── Material shown ──

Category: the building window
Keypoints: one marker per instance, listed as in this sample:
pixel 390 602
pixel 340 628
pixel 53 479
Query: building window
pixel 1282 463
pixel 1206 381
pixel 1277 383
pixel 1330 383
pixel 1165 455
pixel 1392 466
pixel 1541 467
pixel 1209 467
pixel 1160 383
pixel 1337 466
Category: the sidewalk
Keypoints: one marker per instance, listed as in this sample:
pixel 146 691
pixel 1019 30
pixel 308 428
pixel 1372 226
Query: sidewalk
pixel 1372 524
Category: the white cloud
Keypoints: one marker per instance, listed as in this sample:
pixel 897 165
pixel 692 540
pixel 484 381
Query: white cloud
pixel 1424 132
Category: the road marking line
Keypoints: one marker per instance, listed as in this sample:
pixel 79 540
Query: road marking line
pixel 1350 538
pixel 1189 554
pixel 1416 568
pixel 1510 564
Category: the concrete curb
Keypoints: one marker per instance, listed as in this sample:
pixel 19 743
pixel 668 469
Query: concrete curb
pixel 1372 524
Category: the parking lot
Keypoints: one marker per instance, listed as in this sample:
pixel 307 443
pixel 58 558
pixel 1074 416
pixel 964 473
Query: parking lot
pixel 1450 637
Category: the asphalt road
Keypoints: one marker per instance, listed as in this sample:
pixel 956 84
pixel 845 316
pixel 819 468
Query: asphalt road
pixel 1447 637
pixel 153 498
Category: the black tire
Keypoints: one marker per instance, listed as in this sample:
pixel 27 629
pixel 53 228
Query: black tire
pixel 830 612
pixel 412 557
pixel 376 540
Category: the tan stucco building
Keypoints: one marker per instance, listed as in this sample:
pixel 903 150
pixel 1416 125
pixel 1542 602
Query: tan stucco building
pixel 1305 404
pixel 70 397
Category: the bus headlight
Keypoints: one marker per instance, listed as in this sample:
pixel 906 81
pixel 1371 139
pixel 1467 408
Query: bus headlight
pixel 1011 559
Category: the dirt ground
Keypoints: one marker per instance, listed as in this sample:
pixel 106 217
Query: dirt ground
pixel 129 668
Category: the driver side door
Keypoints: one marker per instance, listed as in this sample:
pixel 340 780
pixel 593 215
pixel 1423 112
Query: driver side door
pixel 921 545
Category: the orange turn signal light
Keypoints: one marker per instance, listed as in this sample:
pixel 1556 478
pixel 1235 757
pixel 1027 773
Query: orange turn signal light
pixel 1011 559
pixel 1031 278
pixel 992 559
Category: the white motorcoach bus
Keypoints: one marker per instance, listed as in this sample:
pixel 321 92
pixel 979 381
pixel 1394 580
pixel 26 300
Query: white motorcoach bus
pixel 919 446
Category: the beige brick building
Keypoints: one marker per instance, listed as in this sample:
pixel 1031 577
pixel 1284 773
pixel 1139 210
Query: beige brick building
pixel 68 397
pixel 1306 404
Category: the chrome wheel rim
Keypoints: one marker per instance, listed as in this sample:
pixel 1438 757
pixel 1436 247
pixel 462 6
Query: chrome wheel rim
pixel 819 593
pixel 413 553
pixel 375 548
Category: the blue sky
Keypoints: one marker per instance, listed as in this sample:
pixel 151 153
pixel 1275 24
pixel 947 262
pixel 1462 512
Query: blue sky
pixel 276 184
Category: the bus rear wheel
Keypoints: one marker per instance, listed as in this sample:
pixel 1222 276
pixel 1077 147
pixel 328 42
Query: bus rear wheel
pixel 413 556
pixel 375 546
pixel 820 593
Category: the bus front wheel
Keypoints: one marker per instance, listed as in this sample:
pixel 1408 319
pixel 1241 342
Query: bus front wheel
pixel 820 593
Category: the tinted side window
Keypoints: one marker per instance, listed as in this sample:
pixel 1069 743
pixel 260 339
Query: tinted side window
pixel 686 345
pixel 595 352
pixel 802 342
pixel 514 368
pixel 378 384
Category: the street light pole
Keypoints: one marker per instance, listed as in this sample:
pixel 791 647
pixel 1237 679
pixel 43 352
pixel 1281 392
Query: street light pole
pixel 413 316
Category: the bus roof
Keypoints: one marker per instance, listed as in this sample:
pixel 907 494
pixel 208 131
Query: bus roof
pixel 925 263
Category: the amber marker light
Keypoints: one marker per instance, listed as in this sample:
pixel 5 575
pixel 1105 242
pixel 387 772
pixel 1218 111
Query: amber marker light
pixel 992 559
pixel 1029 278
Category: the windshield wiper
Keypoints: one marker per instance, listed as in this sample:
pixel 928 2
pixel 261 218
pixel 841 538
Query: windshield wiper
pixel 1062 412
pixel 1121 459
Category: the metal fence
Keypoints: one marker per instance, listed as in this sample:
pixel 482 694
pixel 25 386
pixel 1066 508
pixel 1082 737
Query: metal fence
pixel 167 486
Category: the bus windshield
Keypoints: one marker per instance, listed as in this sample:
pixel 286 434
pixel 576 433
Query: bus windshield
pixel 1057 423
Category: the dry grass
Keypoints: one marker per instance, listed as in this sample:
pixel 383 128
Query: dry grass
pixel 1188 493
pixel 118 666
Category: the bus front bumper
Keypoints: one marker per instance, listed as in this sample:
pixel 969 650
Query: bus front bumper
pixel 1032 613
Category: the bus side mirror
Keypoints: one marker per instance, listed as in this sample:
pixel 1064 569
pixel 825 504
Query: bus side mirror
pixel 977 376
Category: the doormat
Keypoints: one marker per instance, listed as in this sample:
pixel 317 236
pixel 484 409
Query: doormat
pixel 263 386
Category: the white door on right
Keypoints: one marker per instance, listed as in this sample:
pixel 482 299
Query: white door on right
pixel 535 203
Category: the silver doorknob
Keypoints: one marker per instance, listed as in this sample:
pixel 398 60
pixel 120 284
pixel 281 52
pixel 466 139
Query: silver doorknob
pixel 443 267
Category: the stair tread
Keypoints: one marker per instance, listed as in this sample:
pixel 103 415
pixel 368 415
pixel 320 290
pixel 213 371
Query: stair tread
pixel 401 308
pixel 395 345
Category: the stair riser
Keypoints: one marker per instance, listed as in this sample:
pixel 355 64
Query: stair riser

───

[Objective] Copy the lines above, from the line containing "Category: the asphalt road" up to and including the line containing "pixel 70 397", with no changes.

[Task result]
Category: the asphalt road
Keypoints: one marker per instance, listed as in this sample:
pixel 956 84
pixel 845 316
pixel 819 468
Query: asphalt road
pixel 1447 637
pixel 153 498
Category: the black tire
Keypoints: one marker per instance, listed as in this sample:
pixel 27 629
pixel 53 228
Query: black tire
pixel 830 612
pixel 412 557
pixel 376 540
Category: the tan stucco building
Keypoints: one marker per instance, listed as in this sample:
pixel 903 150
pixel 1416 125
pixel 1542 602
Query: tan stucco building
pixel 1305 404
pixel 70 397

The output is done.